-- DATA SECTION --
BEGIN

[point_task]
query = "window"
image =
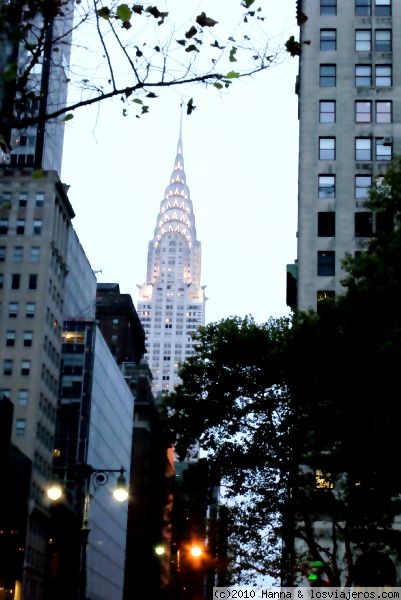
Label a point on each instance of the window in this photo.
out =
(383, 40)
(327, 111)
(13, 310)
(363, 149)
(326, 224)
(33, 282)
(7, 366)
(15, 281)
(383, 75)
(20, 226)
(384, 111)
(363, 8)
(22, 397)
(30, 310)
(363, 40)
(23, 199)
(327, 76)
(327, 148)
(40, 198)
(34, 254)
(328, 39)
(362, 186)
(20, 427)
(363, 111)
(18, 253)
(327, 186)
(328, 7)
(28, 337)
(25, 367)
(3, 226)
(384, 148)
(326, 263)
(383, 8)
(37, 226)
(363, 224)
(10, 338)
(363, 75)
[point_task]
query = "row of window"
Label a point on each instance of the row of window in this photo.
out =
(383, 75)
(20, 226)
(363, 40)
(364, 111)
(23, 198)
(363, 148)
(363, 8)
(326, 224)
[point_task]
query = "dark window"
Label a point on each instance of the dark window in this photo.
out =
(327, 111)
(327, 76)
(327, 148)
(363, 224)
(327, 186)
(328, 39)
(363, 111)
(328, 7)
(326, 224)
(363, 75)
(15, 281)
(383, 8)
(362, 186)
(363, 8)
(383, 40)
(326, 263)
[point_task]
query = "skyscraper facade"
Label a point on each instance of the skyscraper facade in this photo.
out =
(171, 303)
(349, 88)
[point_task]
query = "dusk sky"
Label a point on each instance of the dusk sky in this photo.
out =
(240, 155)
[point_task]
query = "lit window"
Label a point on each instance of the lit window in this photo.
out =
(363, 184)
(363, 8)
(363, 149)
(383, 75)
(327, 76)
(328, 7)
(384, 111)
(383, 8)
(363, 75)
(327, 148)
(327, 111)
(25, 367)
(363, 111)
(383, 40)
(10, 338)
(327, 186)
(326, 224)
(363, 224)
(326, 263)
(328, 39)
(363, 40)
(20, 427)
(384, 148)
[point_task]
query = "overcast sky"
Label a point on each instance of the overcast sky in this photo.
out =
(240, 155)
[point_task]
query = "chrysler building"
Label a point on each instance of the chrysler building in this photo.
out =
(171, 303)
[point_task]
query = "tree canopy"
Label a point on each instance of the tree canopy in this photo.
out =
(300, 418)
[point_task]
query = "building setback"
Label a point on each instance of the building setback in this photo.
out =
(171, 303)
(349, 128)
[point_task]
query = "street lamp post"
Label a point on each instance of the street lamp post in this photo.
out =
(90, 478)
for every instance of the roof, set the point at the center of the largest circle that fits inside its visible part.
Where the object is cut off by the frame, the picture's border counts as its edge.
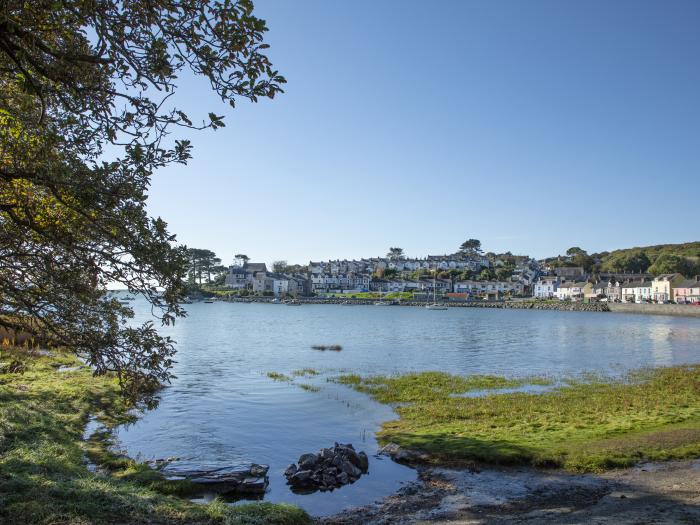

END

-- WHAT YOU HAVE TO DO --
Go through the entries above and copy every line containing "lamp".

-- WRITTEN SOLUTION --
query = "street lamp post"
Label a point on each instance of the street lamp post in this photo.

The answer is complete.